> [PROBLEM STATEMENT]
Could you retype the records from the line containing "Drop a point on each instance of the dark" through the end of the records, both ends included, with nothing changed?

> [Point labeling dataset excerpts]
•••••

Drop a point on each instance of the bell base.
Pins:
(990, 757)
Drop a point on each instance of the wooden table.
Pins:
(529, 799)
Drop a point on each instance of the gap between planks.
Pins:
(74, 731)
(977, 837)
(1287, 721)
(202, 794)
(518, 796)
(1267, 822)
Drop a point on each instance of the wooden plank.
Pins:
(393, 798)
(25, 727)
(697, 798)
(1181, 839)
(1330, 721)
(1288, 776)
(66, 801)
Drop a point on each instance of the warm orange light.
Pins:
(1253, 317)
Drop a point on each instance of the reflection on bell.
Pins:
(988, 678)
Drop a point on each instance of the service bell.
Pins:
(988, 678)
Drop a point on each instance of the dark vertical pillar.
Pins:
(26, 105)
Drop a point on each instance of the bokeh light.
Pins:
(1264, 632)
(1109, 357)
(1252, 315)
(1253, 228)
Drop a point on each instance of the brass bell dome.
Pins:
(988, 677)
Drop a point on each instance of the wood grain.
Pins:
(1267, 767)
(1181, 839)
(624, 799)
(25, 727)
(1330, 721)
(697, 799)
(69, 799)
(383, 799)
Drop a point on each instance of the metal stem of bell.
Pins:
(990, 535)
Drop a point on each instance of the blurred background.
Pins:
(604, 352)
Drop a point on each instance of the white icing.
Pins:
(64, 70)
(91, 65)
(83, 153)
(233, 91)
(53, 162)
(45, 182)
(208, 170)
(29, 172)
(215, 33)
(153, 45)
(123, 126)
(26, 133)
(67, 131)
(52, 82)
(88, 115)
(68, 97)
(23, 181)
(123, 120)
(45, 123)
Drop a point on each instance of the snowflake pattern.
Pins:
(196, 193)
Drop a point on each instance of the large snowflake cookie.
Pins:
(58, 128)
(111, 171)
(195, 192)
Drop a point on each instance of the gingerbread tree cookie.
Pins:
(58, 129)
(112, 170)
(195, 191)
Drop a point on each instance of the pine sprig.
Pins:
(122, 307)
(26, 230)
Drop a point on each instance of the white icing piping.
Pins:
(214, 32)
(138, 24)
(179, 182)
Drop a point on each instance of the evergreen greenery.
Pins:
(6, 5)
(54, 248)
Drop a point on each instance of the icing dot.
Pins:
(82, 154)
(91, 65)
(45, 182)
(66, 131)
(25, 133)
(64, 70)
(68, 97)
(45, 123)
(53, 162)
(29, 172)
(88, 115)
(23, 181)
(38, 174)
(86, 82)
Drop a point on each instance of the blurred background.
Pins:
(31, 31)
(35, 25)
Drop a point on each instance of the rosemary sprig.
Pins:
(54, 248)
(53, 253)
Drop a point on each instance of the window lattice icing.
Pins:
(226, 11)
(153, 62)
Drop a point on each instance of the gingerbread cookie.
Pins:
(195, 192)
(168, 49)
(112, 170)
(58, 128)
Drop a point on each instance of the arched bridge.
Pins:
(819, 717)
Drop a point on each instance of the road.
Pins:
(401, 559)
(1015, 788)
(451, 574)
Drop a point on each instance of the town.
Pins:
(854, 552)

•••••

> [THE RESPONSE]
Drop a point on each instance of the dark vertical pillar.
Pins:
(26, 105)
Drop a point on each instance of the bokeh light.
Pins:
(1264, 632)
(1109, 357)
(1252, 315)
(1253, 228)
Drop a point on each instance of the brass bell dome.
Pins:
(988, 677)
Drop a point on each instance of the wood grain.
Pins:
(1267, 767)
(1181, 839)
(624, 799)
(25, 727)
(1330, 721)
(697, 799)
(69, 799)
(383, 799)
Drop a point on each instance of the metal stem of bell.
Pins:
(990, 535)
Drop a point on each instance of the blurred background.
Pins:
(604, 352)
Drop a point on each instance of the white icing.
Pins:
(64, 70)
(91, 65)
(83, 153)
(233, 91)
(53, 162)
(45, 182)
(208, 170)
(29, 172)
(215, 33)
(153, 45)
(123, 126)
(26, 133)
(67, 131)
(52, 82)
(88, 115)
(68, 97)
(23, 181)
(123, 120)
(45, 123)
Drop a point on each instance of the snowflake pattern.
Pins:
(196, 193)
Drop a point on each instance of the large snowflake cookie.
Pins:
(58, 128)
(111, 171)
(195, 192)
Drop a point on each instance of the gingerbread tree cookie.
Pins:
(58, 129)
(112, 170)
(195, 191)
Drop a point on each instance of the pine sprig.
Pins:
(122, 307)
(26, 230)
Drop a point on each instance of the white icing piping.
Pins:
(214, 32)
(138, 24)
(179, 182)
Drop a point on each instance of the evergreen greenery.
Pins:
(6, 5)
(54, 248)
Drop a point on each instance of the icing dot.
Pins:
(82, 154)
(91, 65)
(45, 182)
(66, 131)
(25, 133)
(64, 70)
(68, 97)
(45, 123)
(53, 162)
(29, 172)
(88, 115)
(23, 181)
(38, 174)
(86, 82)
Drop a point on each instance of the blurred background.
Pins:
(31, 31)
(35, 25)
Drop a point on each instance of the rosemary sprig.
Pins:
(54, 248)
(53, 253)
Drop a point on each instance of the window lattice icing.
Pins:
(226, 11)
(153, 62)
Drop a point on each instance of the gingerbread cookie.
Pins:
(195, 192)
(168, 49)
(112, 170)
(58, 128)
Drop a point on each instance of the arched bridge.
Pins:
(819, 717)
Drop a point on each instance of the road.
Pins:
(401, 559)
(1015, 788)
(451, 574)
Drop a point on each instance of the town.
Pins:
(854, 552)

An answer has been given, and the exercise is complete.